(Dataset records):

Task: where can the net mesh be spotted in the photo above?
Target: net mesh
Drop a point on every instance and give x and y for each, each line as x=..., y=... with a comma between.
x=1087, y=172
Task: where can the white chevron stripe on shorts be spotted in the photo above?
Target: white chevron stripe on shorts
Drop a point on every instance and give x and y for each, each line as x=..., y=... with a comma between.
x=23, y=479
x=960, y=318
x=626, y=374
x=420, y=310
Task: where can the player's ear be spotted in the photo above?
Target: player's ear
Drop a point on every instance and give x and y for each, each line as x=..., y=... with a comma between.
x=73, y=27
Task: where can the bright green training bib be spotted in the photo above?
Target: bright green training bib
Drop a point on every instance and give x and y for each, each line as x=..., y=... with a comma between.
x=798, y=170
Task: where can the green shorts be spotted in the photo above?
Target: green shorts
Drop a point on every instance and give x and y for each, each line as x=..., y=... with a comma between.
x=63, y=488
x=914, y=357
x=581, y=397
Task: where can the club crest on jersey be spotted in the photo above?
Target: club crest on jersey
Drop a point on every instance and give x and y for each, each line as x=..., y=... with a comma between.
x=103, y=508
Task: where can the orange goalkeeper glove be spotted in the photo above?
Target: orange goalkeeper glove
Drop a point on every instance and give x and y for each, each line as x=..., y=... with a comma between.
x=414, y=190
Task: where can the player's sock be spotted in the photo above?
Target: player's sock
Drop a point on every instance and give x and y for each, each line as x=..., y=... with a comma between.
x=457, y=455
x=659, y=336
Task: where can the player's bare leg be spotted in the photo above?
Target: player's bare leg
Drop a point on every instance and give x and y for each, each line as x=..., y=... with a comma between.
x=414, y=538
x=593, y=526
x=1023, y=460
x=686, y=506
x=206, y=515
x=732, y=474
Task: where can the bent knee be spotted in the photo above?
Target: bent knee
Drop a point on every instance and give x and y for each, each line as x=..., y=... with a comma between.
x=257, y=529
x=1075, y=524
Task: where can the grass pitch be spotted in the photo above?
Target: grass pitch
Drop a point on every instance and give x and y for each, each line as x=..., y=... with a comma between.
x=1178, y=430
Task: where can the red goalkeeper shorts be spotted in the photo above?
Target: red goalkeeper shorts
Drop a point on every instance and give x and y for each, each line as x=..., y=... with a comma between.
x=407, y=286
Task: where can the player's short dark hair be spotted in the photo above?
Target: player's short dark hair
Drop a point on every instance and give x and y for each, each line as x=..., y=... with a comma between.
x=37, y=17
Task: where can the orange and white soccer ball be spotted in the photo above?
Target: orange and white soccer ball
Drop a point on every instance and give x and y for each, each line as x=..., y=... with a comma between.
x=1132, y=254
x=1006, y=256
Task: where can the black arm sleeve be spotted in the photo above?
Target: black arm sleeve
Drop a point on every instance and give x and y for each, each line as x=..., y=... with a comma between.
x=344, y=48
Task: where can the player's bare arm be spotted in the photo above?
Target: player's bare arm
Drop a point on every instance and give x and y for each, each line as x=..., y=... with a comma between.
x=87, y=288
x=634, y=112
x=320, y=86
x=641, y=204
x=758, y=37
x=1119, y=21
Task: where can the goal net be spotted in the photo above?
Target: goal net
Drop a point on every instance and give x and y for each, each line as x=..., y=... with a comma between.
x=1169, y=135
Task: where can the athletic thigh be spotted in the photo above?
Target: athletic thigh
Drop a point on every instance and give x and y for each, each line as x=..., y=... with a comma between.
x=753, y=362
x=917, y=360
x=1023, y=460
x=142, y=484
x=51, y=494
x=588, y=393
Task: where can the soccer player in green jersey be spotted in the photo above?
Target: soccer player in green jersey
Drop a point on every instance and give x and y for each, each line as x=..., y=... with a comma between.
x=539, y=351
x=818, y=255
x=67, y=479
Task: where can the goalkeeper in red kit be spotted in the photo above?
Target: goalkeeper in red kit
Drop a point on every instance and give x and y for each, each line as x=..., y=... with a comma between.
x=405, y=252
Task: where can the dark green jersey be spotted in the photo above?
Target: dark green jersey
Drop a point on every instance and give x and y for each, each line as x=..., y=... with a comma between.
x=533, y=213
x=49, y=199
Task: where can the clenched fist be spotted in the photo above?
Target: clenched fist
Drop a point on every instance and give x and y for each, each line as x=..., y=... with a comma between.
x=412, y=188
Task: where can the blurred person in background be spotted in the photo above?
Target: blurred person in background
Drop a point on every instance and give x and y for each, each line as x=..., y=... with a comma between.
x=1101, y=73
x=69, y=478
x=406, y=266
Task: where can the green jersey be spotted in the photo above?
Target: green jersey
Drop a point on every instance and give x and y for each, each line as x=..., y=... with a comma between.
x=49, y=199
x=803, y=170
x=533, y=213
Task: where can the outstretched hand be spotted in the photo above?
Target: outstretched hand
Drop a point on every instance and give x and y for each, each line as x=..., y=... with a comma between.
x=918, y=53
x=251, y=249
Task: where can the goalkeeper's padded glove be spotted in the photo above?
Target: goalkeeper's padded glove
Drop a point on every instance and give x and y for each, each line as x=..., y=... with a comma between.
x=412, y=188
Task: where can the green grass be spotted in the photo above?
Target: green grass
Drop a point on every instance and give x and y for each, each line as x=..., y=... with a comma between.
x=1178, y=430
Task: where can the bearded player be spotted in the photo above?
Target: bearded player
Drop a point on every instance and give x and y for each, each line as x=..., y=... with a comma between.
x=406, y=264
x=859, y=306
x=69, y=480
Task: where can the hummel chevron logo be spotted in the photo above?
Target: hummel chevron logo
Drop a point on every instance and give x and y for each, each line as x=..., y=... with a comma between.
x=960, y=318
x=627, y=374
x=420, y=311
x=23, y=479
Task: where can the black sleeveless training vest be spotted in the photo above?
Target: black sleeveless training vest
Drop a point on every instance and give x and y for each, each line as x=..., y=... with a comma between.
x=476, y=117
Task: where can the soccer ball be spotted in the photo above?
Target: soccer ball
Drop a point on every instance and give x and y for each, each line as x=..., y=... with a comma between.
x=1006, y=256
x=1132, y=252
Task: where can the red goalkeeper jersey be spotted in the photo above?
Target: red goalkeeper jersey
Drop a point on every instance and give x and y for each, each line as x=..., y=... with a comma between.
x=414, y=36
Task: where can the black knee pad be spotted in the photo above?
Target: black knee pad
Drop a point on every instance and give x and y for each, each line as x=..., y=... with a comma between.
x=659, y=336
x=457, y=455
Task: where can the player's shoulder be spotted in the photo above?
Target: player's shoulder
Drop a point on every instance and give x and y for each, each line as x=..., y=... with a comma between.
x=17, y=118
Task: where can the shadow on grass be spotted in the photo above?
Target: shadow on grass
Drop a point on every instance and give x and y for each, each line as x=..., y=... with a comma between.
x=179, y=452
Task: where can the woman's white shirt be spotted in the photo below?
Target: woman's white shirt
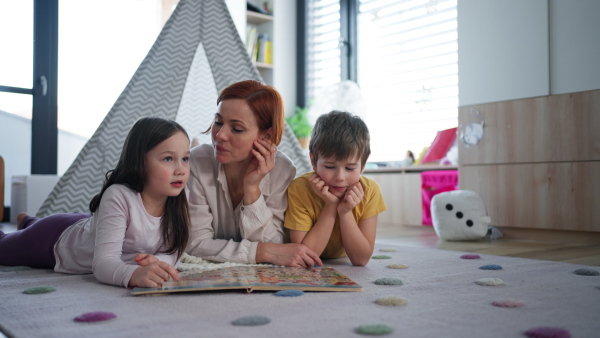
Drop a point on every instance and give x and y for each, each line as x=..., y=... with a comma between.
x=222, y=232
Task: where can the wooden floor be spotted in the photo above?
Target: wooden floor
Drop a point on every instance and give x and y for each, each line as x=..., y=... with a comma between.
x=424, y=236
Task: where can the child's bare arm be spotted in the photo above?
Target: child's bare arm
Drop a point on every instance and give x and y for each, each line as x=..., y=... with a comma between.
x=358, y=239
x=318, y=236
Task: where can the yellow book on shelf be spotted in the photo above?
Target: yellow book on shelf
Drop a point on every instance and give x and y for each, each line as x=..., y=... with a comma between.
x=269, y=53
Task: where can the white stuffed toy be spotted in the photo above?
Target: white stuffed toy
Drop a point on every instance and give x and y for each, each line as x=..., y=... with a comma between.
x=459, y=215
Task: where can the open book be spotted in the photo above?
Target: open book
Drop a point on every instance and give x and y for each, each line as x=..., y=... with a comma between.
x=257, y=278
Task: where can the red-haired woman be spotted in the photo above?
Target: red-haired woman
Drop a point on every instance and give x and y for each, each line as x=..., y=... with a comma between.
x=238, y=183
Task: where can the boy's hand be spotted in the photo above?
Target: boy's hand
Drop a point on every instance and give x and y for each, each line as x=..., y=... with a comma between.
x=322, y=190
x=153, y=275
x=354, y=195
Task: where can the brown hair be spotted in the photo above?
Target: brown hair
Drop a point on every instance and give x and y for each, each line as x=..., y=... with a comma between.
x=265, y=102
x=131, y=170
x=340, y=134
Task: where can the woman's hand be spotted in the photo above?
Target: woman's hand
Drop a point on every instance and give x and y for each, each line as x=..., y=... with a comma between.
x=354, y=195
x=153, y=274
x=263, y=162
x=322, y=190
x=145, y=259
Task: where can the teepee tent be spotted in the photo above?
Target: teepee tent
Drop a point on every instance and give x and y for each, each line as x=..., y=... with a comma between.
x=197, y=54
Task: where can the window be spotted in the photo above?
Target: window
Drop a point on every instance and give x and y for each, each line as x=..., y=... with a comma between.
x=323, y=55
x=407, y=69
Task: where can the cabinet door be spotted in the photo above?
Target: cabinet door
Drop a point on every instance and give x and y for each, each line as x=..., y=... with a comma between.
x=502, y=50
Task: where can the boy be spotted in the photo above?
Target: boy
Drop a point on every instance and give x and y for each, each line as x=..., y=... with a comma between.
x=334, y=209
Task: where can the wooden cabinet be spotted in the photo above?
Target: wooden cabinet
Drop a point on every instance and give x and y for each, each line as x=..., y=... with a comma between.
x=538, y=163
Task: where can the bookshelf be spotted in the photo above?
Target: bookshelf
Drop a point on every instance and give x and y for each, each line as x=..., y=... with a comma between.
x=263, y=34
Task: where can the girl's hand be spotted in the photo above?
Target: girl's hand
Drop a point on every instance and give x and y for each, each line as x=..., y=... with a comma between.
x=322, y=190
x=354, y=195
x=145, y=259
x=262, y=163
x=153, y=275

(Assignment): Using the listing above, copy exactly the line that contains "Task: where can the black arm", the line that contains "Target: soccer player in green jersey", and each line that falls between them.

(Answer section):
Task: where can the black arm sleeve be spotted in the photo above?
Target: black arm sleeve
Drop a point on every instance and give x and y for each, each line as x=..., y=... with a comma between.
x=344, y=48
Task: where can the player's bare arm be spotted in the photo above?
Target: player's bare arm
Drop a point on every instance and give x and y for each, each line as x=..., y=... with a comma between.
x=87, y=288
x=634, y=112
x=320, y=86
x=641, y=204
x=758, y=37
x=1119, y=21
Task: where can the goal net be spotted in the photo above?
Target: goal net
Drop a point on every instance and give x and y for each, each line as x=..., y=... with a comma between.
x=1169, y=135
Task: where can the athletic thigh be spotted in the photo above?
Target: athletic thigh
Drop a point on every instance and give x and y for each, each line as x=..., y=... with a comma between.
x=753, y=362
x=917, y=360
x=1023, y=460
x=142, y=484
x=51, y=494
x=588, y=393
Task: where can the soccer player in green jersey be spotted in the photo above?
Target: soccer player in green jersey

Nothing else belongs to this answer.